STATED EXERCISE
Can you give all the records again without altering a single character?

=== ENTRIES SHOWN ===

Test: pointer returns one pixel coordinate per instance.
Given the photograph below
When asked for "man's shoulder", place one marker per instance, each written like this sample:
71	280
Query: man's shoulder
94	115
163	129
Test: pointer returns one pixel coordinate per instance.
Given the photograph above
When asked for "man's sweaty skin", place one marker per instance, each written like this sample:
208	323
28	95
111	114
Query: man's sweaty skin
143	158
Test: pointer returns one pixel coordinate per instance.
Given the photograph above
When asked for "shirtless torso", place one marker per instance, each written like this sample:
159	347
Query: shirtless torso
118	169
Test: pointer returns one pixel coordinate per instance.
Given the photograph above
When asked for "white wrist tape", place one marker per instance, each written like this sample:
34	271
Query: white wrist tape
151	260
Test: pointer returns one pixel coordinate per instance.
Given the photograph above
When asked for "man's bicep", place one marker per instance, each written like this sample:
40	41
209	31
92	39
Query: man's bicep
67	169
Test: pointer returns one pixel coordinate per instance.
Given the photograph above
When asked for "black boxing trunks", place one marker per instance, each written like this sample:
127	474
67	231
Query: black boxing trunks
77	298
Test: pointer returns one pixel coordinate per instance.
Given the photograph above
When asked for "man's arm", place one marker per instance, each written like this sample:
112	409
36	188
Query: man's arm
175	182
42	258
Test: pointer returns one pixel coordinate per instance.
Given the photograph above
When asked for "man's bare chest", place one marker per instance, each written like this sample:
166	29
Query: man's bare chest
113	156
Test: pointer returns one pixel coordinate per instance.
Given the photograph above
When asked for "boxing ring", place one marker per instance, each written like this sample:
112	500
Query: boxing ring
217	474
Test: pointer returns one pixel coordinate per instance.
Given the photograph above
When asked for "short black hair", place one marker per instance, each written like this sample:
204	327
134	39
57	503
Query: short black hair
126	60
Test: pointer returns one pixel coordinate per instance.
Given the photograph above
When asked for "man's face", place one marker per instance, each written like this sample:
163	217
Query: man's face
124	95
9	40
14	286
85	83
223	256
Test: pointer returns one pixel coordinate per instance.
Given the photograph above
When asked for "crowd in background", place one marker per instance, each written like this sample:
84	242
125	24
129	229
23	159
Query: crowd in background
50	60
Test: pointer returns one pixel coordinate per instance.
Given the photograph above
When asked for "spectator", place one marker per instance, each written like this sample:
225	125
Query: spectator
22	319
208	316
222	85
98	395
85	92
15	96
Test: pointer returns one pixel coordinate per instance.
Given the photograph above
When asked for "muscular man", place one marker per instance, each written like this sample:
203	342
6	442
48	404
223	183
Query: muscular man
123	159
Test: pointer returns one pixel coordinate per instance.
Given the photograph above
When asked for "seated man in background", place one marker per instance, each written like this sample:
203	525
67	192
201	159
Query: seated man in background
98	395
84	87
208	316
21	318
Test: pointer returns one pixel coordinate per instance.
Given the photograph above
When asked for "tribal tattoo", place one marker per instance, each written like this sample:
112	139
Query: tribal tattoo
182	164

===

FINAL ANSWER
Test: pointer returns one pixel coordinate per instance.
Given the photograph below
When asked for "man's shoulder", place one marker per instance, each written like this sample:
71	280
Query: man's shoulder
94	115
163	129
Test: pointer returns one pixel coordinate per instance.
Given the photograph above
When asked for "man's sweaty skin", place one marker per instance, each written like this sample:
208	323
28	95
111	114
Query: man's sweaty skin
143	158
Test: pointer returns one pixel coordinate per instance.
Given the photograph above
When asked for "shirtless torso", place one marker per instance, each written like this sample:
159	347
Query: shirtless torso
118	169
Test: pointer returns one pixel coordinate per instance.
Given the photograph above
When asked for "white wrist tape", place one marker per instance, each written like this sample:
34	271
Query: white wrist tape
151	260
Test: pointer returns one pixel coordinate per instance.
Given the photograph above
When asked for "man's bicep", place one marker per instance, each written like this sample:
40	41
209	31
92	39
Query: man's bicep
67	169
Test: pointer returns one pixel coordinate per instance.
Given the photograph above
When asked for "black boxing trunks", place one marker per instance, each written like this sample:
127	474
67	231
Query: black boxing trunks
77	298
Test: pointer returns one pixel coordinate per instance.
Given the photograph above
When asked for "man's arm", place one marker per instance, each written like this sample:
112	409
36	188
Query: man's arm
175	182
42	258
Test: pointer returns one pixel coordinate per instance.
Given the photograph above
When asked for "man's bare chest", place one marker per instance, each written like this sample:
166	29
Query: man's bare chest
113	156
Test: pointer returns one pixel coordinate per instance.
Given the photograph above
When asked for "boxing ring", place one marker per instance, each written like this sample:
112	500
Query: boxing ring
217	474
Test: pointer returns one pixel coordinate per instance.
Given the photograph above
When asked for "short black hair", place one marker per instance, each written like this sample:
204	327
134	39
57	503
Query: short black hair
126	60
Test: pointer returns one pixel coordinate per instance.
Given the photograph above
When asked for "man's face", place one marker per instance, each written like this sample:
163	217
Query: man's face
124	95
9	40
14	286
85	83
223	256
Test: pointer returns one pixel coordinate per instance.
Given the photograph above
When asked for "crowd in background", place one marker per instance, each written like this sample:
84	242
125	24
129	229
23	159
Query: crowd in background
50	60
Test: pointer returns one pixel coordinate per instance.
Given the photograph above
When asked for "spectator", place one marker per instance, each written like this sample:
225	125
Query: spectator
22	319
208	316
222	85
98	395
85	92
15	96
Test: pointer returns one pixel coordinate per instance.
Given the photograph above
When asked for "muscular man", place one marker per instance, each written like this sample:
203	342
6	442
48	404
223	183
Query: muscular man
123	159
Test: pointer returns one pixel coordinate per instance.
Given the photograph above
When asked for "seated man in background", place one marker per instance, each written like this sample:
203	525
67	192
201	159
Query: seated man in background
98	395
84	87
208	316
21	318
Test: pointer returns one pixel coordinate per instance.
Given the photograph above
When asked for "tribal tattoo", place one marker per instance, each written like this sample:
112	139
Query: tribal tattoo
182	164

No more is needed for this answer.